» **EXERCISE DETAILS**:
Copy the passage of the GitLab CI/CD page below from "What CI/CD does" up to and including "of the repo.", replacing each "CI/CD" with "automation".

╭─ EXTRACT

GitLab CI/CD for Infrastructure

How pipelines work, how Ansible runs in CI, how to pass secrets, and how to read failed jobs.

What CI/CD does for infrastructure

Without CI/CD, deploying infrastructure changes looks like: push to GitLab → someone manually SSH in → run ansible-playbook → hope they used the right inventory and flags.

With CI/CD, pushing a branch triggers automatic jobs that:

This means every change is automatically validated before it can merge, and deployment is consistent and repeatable — not dependent on who runs the command or what flags they remember.

.gitlab-ci.yml structure

The pipeline is defined in a file called .gitlab-ci.yml at the root of the repo.

# .gitlab-ci.yml — basic structure

stages:         # define the order of stages
  - lint
  - check
  - deploy

variables:      # repo-level variable defaults
  ANSIBLE_FORCE_COLOR: "1"

lint-ansible:                  # job name
  stage: lint                  # which stage this belongs to
  image: cytopia/ansible:latest  # Docker image to run in
  script:
    - ansible-lint site.yml
  only:
    - merge_requests
    - main

Key concepts:

Stages and jobs

Multiple jobs can exist within the same stage and run in parallel. Stages are sequential — if a job in the lint stage fails, the check and deploy stages do not run.

╰─
╭─ SUPPLIED INFORMATION

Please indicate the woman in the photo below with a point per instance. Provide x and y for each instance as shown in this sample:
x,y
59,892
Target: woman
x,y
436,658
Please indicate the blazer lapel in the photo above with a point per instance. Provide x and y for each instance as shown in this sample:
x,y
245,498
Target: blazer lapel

╰─

» **REPLY**:
What automation does for infrastructure

Without automation, deploying infrastructure changes looks like: push to GitLab → someone manually SSH in → run ansible-playbook → hope they used the right inventory and flags.

With automation, pushing a branch triggers automatic jobs that:

This means every change is automatically validated before it can merge, and deployment is consistent and repeatable — not dependent on who runs the command or what flags they remember.

.gitlab-ci.yml structure

The pipeline is defined in a file called .gitlab-ci.yml at the root of the repo.